Stored data entries
---*---

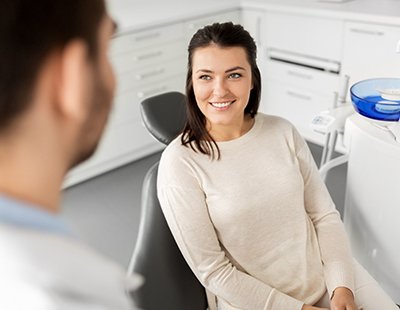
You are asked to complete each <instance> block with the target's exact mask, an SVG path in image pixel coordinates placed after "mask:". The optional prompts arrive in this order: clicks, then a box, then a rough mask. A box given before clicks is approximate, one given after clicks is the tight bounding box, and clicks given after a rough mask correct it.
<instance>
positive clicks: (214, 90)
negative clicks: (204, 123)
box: [192, 44, 254, 141]
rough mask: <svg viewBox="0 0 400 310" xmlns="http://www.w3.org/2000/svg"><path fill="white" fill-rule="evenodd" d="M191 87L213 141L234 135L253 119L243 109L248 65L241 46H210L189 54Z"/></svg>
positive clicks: (250, 123) (246, 129)
mask: <svg viewBox="0 0 400 310" xmlns="http://www.w3.org/2000/svg"><path fill="white" fill-rule="evenodd" d="M192 79H193V90H194V93H195V97H196V102H197V105H198V108H199V109H200V111H201V112H202V113H203V115H204V116H205V118H206V120H207V121H206V128H207V130H208V132H209V133H210V134H211V136H212V137H213V139H214V140H215V141H226V140H231V139H234V138H238V137H240V136H241V135H243V134H244V133H246V132H247V131H248V130H249V129H250V127H251V126H252V124H253V121H254V119H253V118H252V117H251V116H250V115H248V116H246V117H245V114H244V110H245V108H246V106H247V103H248V101H249V96H250V90H251V88H252V78H251V67H250V64H249V62H248V61H247V58H246V52H245V50H244V48H242V47H226V48H221V47H219V46H217V45H215V44H214V45H210V46H208V47H203V48H200V49H198V50H196V51H195V53H194V55H193V77H192Z"/></svg>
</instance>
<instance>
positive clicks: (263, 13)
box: [240, 9, 266, 58]
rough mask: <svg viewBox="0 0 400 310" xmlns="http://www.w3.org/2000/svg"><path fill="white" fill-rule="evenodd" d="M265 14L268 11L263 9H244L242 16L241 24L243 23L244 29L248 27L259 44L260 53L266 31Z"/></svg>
mask: <svg viewBox="0 0 400 310" xmlns="http://www.w3.org/2000/svg"><path fill="white" fill-rule="evenodd" d="M265 15H266V13H265V12H264V11H263V10H256V11H255V10H250V9H243V10H242V11H241V16H240V19H241V24H242V25H243V27H244V29H246V30H247V31H248V32H249V33H250V35H251V36H252V37H253V39H254V41H255V42H256V44H257V46H258V47H259V50H258V52H259V55H260V47H261V46H262V45H263V38H264V31H265V27H264V23H265V21H266V17H265ZM259 58H260V57H259Z"/></svg>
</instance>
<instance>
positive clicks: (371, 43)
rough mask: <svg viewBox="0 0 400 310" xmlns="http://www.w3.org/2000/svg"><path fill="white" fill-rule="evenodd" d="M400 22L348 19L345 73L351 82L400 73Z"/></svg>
mask: <svg viewBox="0 0 400 310" xmlns="http://www.w3.org/2000/svg"><path fill="white" fill-rule="evenodd" d="M399 39H400V26H397V27H396V26H386V25H378V24H367V23H359V22H357V23H356V22H346V23H345V32H344V49H343V69H342V72H343V74H347V75H349V76H350V83H351V84H353V83H355V82H357V81H360V80H363V79H367V78H375V77H400V54H399V53H396V45H397V42H398V41H399Z"/></svg>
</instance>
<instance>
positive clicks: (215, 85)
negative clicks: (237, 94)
mask: <svg viewBox="0 0 400 310" xmlns="http://www.w3.org/2000/svg"><path fill="white" fill-rule="evenodd" d="M227 93H228V88H227V85H226V83H225V81H224V79H219V78H216V79H214V88H213V94H214V95H215V96H218V97H224V96H225V95H226V94H227Z"/></svg>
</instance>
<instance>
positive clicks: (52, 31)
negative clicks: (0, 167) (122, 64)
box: [0, 0, 106, 131]
mask: <svg viewBox="0 0 400 310" xmlns="http://www.w3.org/2000/svg"><path fill="white" fill-rule="evenodd" d="M105 10H106V9H105V3H104V0H83V1H82V0H34V1H29V0H28V1H27V0H2V1H1V2H0V131H1V130H5V129H6V128H8V126H9V125H10V124H11V123H12V121H13V120H15V119H16V118H17V117H18V116H19V115H20V114H22V113H23V112H24V111H25V110H26V109H28V107H29V104H30V101H31V98H32V95H33V94H32V93H33V91H34V87H35V83H36V77H37V75H38V73H39V71H40V69H41V68H42V66H43V64H44V62H45V61H46V59H47V57H48V56H49V55H50V53H51V52H53V51H56V50H62V49H63V48H64V47H65V46H66V45H67V44H68V43H69V42H70V41H71V40H74V39H81V40H83V41H84V42H85V43H86V44H87V46H88V51H89V57H90V59H93V60H95V59H96V55H97V38H98V29H99V25H100V22H101V20H102V18H103V16H104V14H105V12H106V11H105Z"/></svg>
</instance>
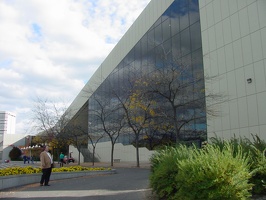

---*---

▶ _Directions for this task_
Format all of the lines above as a numbered list, omitting any blank lines and leaving the pictures out of the answer.

▶ _Completed task_
1. You are asked to complete each <instance> block with the target's exact mask, an SVG path in image pixel coordinates placed after "mask:". The optional prompts arrive in this order: clicks, then a box, then a rough mask. A box given before clicks is approximate, one given after clicks is the tight bounding box, and clicks given after a rough mask correct it.
2. <instance>
3. positive clicks: (214, 90)
4. negative clicks: (204, 123)
5. box: [192, 44, 254, 141]
6. rough mask: <svg viewBox="0 0 400 310" xmlns="http://www.w3.org/2000/svg"><path fill="white" fill-rule="evenodd" d="M191 87L213 141L234 135L253 119L243 109L248 65L241 46H210L189 54Z"/></svg>
7. positive clicks: (250, 123) (246, 129)
8. mask: <svg viewBox="0 0 400 310" xmlns="http://www.w3.org/2000/svg"><path fill="white" fill-rule="evenodd" d="M192 79H193V90H194V93H195V97H196V102H197V105H198V108H199V109H200V111H201V112H202V113H203V115H204V116H205V118H206V120H207V121H206V128H207V130H208V132H209V133H210V134H211V136H212V137H213V139H214V140H215V141H226V140H231V139H234V138H238V137H240V136H241V135H243V134H244V133H246V132H247V131H248V130H249V129H250V127H251V126H252V124H253V121H254V119H253V118H252V117H251V116H250V115H248V116H246V117H245V114H244V110H245V108H246V106H247V103H248V101H249V96H250V90H251V88H252V78H251V67H250V64H249V62H248V61H247V58H246V52H245V50H244V48H242V47H226V48H221V47H219V46H217V45H215V44H214V45H210V46H208V47H203V48H200V49H198V50H196V51H195V53H194V55H193V77H192Z"/></svg>
9. </instance>
10. <instance>
11. positive clicks: (263, 13)
12. box: [240, 9, 266, 58]
13. rough mask: <svg viewBox="0 0 400 310" xmlns="http://www.w3.org/2000/svg"><path fill="white" fill-rule="evenodd" d="M265 14L268 11L263 9H244L242 16L241 24L243 23L244 29L248 27L259 44L260 53L266 31Z"/></svg>
14. mask: <svg viewBox="0 0 400 310" xmlns="http://www.w3.org/2000/svg"><path fill="white" fill-rule="evenodd" d="M265 15H266V13H265V12H264V11H263V10H256V11H255V10H250V9H243V10H242V11H241V16H240V19H241V24H242V25H243V27H244V29H246V30H247V31H248V32H249V33H250V35H251V36H252V37H253V39H254V41H255V42H256V44H257V46H258V47H259V50H258V52H259V55H260V47H261V46H262V45H263V38H264V31H265V27H264V23H265V21H266V17H265ZM259 58H260V57H259Z"/></svg>
15. </instance>
16. <instance>
17. positive clicks: (371, 43)
18. rough mask: <svg viewBox="0 0 400 310" xmlns="http://www.w3.org/2000/svg"><path fill="white" fill-rule="evenodd" d="M400 22L348 19L345 73L351 82L400 73Z"/></svg>
19. mask: <svg viewBox="0 0 400 310" xmlns="http://www.w3.org/2000/svg"><path fill="white" fill-rule="evenodd" d="M399 39H400V26H397V27H396V26H386V25H378V24H367V23H359V22H357V23H356V22H346V23H345V32H344V49H343V69H342V72H343V74H347V75H349V76H350V83H351V84H353V83H355V82H357V81H360V80H363V79H367V78H375V77H400V54H399V53H396V45H397V42H398V41H399Z"/></svg>
20. </instance>
21. <instance>
22. positive clicks: (215, 85)
23. negative clicks: (237, 94)
24. mask: <svg viewBox="0 0 400 310" xmlns="http://www.w3.org/2000/svg"><path fill="white" fill-rule="evenodd" d="M227 93H228V88H227V85H226V83H225V81H224V79H219V78H216V79H214V88H213V94H214V95H215V96H218V97H224V96H225V95H226V94H227Z"/></svg>
25. </instance>
26. <instance>
27. positive clicks: (52, 31)
28. negative clicks: (0, 167) (122, 64)
29. box: [0, 0, 106, 131]
30. mask: <svg viewBox="0 0 400 310" xmlns="http://www.w3.org/2000/svg"><path fill="white" fill-rule="evenodd" d="M105 10H106V9H105V3H104V0H83V1H82V0H34V1H29V0H28V1H27V0H2V1H1V2H0V131H1V130H5V129H6V128H8V126H9V125H10V124H11V123H12V121H13V120H15V119H16V118H17V117H18V116H19V115H20V114H22V113H23V112H24V111H25V110H26V109H28V107H29V104H30V101H31V98H32V95H33V94H32V93H33V91H34V87H35V83H36V77H37V75H38V73H39V71H40V69H41V68H42V66H43V64H44V62H45V61H46V59H47V57H48V56H49V55H50V53H51V52H53V51H56V50H62V49H63V48H64V47H65V46H66V45H67V44H68V43H69V42H70V41H71V40H74V39H81V40H83V41H84V42H85V43H86V44H87V46H88V51H89V57H90V59H93V60H95V59H96V55H97V38H98V29H99V25H100V22H101V20H102V18H103V16H104V14H105V12H106V11H105Z"/></svg>
31. </instance>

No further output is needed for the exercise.